### TRAVAIL DEMANDÉ
1. Comment résumeriez-vous en deux phrases le texte sur le pouvoir pendant la pandémie ?
2. Donnez la suite du texte sur le pouvoir et la peur pendant la pandémie, en reprenant après sa dernière phrase.

Le matérialisme, le pragmatisme, l’utilitarisme qui tiennent lieu de morale et de philosophie en sont la cause, mais pas seulement. Depuis longtemps déjà le politique, la science, la médecine et l’information sont tentés par le désir de toute puissance.  

À l’occasion de la pandémie jamais le politique, la science, la médecine et l’information n’ont eu un tel pouvoir. S’appuyant sur le risque réel de la contamination, de la maladie et de la mort, un système fondé sur l’hypertrophie de la peur s’est installé en mettant à genoux la société entière devant le pouvoir politique  assisté par la science, la médecine et l’information.

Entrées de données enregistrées
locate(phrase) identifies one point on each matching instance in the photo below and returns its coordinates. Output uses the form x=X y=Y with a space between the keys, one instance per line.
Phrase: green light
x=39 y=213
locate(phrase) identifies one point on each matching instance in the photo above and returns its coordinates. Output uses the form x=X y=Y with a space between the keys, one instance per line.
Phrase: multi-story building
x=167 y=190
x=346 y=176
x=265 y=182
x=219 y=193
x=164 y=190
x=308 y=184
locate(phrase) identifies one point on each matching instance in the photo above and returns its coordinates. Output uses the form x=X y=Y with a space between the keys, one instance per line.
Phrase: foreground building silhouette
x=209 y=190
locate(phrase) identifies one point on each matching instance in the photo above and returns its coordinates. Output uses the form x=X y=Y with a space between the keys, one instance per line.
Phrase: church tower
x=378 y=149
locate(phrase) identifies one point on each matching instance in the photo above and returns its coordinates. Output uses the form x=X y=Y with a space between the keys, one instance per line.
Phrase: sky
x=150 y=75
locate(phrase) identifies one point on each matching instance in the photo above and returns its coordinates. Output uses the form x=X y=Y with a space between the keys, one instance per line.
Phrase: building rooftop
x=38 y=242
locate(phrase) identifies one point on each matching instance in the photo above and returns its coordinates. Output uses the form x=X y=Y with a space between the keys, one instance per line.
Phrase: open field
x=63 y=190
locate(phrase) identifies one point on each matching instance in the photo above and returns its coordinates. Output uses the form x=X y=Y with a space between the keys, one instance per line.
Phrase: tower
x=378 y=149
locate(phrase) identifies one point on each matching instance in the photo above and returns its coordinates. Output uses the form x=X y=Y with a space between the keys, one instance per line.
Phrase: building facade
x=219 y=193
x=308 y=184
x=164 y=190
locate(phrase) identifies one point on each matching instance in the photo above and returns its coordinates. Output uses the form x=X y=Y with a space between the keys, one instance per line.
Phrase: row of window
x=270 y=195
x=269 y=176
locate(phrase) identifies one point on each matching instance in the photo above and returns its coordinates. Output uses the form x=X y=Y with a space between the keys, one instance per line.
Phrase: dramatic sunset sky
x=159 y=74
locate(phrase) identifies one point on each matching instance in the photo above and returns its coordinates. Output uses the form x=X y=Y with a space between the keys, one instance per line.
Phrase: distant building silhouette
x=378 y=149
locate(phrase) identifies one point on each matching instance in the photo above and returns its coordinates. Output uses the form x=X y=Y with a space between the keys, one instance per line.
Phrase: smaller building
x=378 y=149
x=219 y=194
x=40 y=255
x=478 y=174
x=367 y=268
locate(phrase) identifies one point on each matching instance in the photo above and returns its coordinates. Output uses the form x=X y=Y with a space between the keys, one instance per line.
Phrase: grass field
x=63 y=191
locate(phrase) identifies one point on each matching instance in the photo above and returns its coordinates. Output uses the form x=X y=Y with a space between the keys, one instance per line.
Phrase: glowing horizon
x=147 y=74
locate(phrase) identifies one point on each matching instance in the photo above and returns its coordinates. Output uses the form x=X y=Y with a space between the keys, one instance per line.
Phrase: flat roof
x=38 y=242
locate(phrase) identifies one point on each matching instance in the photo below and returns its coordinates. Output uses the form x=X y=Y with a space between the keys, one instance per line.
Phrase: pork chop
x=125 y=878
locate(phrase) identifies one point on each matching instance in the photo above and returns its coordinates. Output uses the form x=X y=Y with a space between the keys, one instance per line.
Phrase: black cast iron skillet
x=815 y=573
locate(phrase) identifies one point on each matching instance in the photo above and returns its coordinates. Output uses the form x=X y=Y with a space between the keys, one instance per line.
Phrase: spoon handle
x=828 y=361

### RÉSULTATS OBTENUS
1. Depuis longtemps, le politique, la science, la médecine et l’information sont tentés par le désir de toute puissance, et jamais ils n’ont eu un tel pouvoir qu’à l’occasion de la pandémie. En s’appuyant sur le risque réel de la contamination, de la maladie et de la mort, un système fondé sur l’hypertrophie de la peur s’est installé et a mis la société entière à genoux devant le pouvoir politique, assisté par la science, la médecine et l’information.

2.
La médecine est un art et non une science, soigner se faisant dans le cadre d’une relation humaine unique entre un médecin et son patient et non en fonction de procédures objectives impersonnelles ne nécessitant aucune intervention humaine. Or, à l ‘occasion de la pandémie, lors des discussions qui ont eu lieu à propos des traitements à suivre, c’est au nom de la science que l’action médicale s’est déployée. Depuis longtemps déjà, la culture de l’objectivation rêve d’un monde totalement dépersonnalisé. A l’occasion de la pandémie, ce rêve est devenu réalité. 

S’il existe une culture médicale qui rêve de science, il existe une culture politique qui rêve de loi. Tout comme la médecine, la politique est un art. Diriger une nation demande d’inventer une relation personnelle à celle-ci  en fonction d’une vision issue d’une intuition, elle ne demande pas simplement la compétence d’un gestionnaire ou d’un administrateur. Or, à l’occasion de la pandémie, on a vu s’épanouir le règne souverain de la loi à travers l’apparition d’une vision policière de la vie sociale au nom du salut collectif.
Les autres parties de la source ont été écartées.